→ Data for analysis
"""
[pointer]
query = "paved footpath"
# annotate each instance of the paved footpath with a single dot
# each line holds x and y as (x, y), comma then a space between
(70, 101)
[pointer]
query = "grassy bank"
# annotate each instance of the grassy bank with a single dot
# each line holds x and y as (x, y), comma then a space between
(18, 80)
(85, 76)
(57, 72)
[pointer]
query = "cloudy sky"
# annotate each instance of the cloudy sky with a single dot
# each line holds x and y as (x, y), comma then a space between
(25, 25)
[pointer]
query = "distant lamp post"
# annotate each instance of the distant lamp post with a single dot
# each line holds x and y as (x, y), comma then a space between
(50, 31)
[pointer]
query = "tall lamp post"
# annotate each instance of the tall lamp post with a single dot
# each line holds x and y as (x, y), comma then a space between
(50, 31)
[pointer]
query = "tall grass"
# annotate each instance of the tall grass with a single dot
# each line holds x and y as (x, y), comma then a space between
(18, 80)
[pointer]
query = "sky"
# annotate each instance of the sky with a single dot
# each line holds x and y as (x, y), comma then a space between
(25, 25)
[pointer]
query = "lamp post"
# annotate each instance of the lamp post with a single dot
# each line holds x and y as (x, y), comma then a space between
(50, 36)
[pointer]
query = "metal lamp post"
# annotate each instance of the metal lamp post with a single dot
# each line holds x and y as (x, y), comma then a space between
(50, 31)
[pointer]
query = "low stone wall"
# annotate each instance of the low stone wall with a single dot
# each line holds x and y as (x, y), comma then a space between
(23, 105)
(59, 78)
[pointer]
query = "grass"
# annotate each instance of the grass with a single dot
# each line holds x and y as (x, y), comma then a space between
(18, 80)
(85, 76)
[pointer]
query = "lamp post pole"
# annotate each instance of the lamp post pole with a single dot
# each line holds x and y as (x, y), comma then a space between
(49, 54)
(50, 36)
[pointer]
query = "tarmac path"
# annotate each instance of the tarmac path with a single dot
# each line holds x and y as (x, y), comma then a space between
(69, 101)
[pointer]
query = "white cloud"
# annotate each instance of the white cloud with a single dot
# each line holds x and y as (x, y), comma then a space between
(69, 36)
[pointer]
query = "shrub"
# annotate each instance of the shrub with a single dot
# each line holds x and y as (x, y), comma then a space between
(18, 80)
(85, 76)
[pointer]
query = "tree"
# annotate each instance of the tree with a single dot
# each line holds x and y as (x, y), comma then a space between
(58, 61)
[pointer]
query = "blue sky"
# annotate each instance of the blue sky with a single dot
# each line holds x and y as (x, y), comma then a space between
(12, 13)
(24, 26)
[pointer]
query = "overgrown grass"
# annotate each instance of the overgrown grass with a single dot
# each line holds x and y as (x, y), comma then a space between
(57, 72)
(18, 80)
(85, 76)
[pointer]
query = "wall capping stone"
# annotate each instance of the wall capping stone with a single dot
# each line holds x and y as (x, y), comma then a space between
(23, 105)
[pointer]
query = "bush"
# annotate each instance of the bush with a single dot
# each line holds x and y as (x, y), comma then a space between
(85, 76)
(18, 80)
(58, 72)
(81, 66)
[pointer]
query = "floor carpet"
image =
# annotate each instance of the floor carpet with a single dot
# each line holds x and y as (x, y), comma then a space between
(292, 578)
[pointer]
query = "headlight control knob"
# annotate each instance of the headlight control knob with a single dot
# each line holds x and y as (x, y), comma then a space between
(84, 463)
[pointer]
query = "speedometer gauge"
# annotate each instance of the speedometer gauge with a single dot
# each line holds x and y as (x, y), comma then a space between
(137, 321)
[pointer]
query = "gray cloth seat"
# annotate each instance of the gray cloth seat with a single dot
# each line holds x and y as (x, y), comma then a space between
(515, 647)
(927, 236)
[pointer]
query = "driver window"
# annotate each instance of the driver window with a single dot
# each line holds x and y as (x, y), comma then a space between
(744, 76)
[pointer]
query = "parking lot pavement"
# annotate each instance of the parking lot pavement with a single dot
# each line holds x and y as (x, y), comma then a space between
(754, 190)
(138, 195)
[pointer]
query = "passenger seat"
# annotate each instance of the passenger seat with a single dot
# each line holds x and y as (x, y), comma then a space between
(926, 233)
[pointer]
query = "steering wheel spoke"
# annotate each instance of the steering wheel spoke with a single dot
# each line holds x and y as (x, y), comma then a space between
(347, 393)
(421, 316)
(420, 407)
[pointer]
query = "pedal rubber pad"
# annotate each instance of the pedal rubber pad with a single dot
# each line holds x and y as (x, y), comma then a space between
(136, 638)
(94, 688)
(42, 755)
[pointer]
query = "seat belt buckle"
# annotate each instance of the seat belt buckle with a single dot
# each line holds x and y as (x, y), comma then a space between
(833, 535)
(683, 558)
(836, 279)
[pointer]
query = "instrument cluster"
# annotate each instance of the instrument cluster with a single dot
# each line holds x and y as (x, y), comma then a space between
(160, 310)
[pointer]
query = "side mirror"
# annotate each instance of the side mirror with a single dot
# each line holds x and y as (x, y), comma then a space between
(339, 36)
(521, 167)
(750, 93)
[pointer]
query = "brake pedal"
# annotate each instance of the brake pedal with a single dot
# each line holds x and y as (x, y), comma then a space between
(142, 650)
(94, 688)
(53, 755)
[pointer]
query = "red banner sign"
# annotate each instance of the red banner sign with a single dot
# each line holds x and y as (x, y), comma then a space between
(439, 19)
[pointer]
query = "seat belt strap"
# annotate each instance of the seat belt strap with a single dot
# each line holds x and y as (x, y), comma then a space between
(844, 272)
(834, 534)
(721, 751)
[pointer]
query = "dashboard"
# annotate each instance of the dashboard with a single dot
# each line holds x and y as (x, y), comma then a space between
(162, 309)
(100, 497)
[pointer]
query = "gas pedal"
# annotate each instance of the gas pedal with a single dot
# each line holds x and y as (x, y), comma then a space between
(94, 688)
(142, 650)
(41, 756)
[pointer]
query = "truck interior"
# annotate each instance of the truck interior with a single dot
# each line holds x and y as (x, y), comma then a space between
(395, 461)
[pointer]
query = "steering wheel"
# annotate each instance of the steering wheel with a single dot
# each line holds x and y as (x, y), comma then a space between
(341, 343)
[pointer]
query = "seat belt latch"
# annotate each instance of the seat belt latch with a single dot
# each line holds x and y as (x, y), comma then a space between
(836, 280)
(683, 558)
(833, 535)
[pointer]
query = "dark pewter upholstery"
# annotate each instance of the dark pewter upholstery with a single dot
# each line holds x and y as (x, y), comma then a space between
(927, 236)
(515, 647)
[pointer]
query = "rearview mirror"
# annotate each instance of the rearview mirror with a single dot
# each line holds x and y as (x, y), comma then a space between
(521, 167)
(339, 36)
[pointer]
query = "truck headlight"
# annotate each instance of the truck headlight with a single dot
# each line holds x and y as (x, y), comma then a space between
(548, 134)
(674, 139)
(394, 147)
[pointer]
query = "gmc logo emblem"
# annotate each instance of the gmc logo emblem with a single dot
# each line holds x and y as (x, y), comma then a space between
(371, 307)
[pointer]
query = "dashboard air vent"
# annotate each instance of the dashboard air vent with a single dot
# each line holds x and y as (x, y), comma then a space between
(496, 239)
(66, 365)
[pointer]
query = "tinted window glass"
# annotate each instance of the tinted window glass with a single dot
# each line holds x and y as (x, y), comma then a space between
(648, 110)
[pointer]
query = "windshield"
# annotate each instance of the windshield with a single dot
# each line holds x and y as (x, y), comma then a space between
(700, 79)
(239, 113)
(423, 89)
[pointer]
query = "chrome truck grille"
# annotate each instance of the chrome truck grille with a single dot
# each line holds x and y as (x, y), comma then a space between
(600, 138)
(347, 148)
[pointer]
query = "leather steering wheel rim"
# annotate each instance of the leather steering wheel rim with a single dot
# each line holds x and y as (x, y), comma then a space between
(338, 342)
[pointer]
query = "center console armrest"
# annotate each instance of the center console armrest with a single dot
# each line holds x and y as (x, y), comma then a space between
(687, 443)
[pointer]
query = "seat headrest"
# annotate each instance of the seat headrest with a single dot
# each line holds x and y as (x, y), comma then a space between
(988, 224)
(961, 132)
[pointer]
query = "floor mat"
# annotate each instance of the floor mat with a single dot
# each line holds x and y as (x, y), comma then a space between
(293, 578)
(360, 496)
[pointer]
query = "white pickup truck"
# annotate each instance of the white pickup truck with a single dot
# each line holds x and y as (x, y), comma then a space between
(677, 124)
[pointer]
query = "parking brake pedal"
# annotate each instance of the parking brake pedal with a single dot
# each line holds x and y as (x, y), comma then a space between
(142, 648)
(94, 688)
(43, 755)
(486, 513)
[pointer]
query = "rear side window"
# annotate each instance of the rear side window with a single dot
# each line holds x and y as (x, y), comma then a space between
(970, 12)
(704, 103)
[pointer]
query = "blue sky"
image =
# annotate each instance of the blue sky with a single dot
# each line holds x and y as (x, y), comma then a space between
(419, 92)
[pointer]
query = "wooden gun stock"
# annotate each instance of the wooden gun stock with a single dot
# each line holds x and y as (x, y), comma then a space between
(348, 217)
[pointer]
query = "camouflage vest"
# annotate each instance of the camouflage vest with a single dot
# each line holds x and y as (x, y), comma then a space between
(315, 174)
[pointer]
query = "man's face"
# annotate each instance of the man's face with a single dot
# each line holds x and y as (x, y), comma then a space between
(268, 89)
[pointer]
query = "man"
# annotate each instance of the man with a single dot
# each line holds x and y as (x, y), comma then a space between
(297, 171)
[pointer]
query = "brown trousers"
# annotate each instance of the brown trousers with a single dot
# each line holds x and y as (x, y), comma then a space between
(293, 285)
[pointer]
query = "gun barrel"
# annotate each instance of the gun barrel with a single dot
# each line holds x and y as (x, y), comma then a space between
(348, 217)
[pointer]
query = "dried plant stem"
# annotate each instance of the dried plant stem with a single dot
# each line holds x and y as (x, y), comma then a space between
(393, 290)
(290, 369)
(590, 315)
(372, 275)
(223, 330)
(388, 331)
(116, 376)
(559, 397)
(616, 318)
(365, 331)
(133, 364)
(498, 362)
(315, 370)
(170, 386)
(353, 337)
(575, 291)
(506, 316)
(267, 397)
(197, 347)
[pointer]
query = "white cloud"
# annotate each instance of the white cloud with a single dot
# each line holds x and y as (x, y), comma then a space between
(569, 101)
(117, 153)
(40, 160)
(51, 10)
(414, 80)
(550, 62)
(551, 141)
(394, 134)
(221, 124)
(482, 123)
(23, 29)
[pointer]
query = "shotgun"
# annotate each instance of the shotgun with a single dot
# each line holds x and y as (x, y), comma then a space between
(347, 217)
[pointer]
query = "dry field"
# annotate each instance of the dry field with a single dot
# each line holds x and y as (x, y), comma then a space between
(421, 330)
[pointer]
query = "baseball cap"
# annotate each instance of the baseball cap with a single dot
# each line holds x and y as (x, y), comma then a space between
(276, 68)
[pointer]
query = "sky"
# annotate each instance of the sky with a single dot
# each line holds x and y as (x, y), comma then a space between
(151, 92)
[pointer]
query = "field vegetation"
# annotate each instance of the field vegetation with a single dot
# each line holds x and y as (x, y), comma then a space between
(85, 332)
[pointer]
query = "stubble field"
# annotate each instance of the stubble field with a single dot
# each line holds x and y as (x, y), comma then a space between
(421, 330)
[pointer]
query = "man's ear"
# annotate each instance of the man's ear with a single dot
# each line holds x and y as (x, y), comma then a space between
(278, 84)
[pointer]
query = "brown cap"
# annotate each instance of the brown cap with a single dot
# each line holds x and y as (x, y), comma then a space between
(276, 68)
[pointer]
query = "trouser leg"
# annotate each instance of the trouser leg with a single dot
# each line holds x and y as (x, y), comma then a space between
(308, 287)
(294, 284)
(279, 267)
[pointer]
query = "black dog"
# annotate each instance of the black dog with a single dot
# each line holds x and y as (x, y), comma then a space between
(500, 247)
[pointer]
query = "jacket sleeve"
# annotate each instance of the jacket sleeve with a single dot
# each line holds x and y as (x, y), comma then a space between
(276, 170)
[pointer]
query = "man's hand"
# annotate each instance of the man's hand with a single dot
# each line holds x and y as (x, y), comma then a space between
"""
→ Problem statement
Print the first line of the records above and each line after it, exactly, through the line with "# annotate each instance of the cloudy".

→ Answer box
[pointer]
query = "paved footpath"
# annotate each instance of the paved footpath with a single dot
# each line holds x and y as (x, y), comma then a space between
(70, 101)
[pointer]
query = "grassy bank"
# annotate each instance of the grassy bank with a single dot
# each line holds x and y as (x, y), comma then a space between
(18, 80)
(85, 76)
(57, 72)
[pointer]
query = "cloudy sky"
# annotate each instance of the cloudy sky with a single dot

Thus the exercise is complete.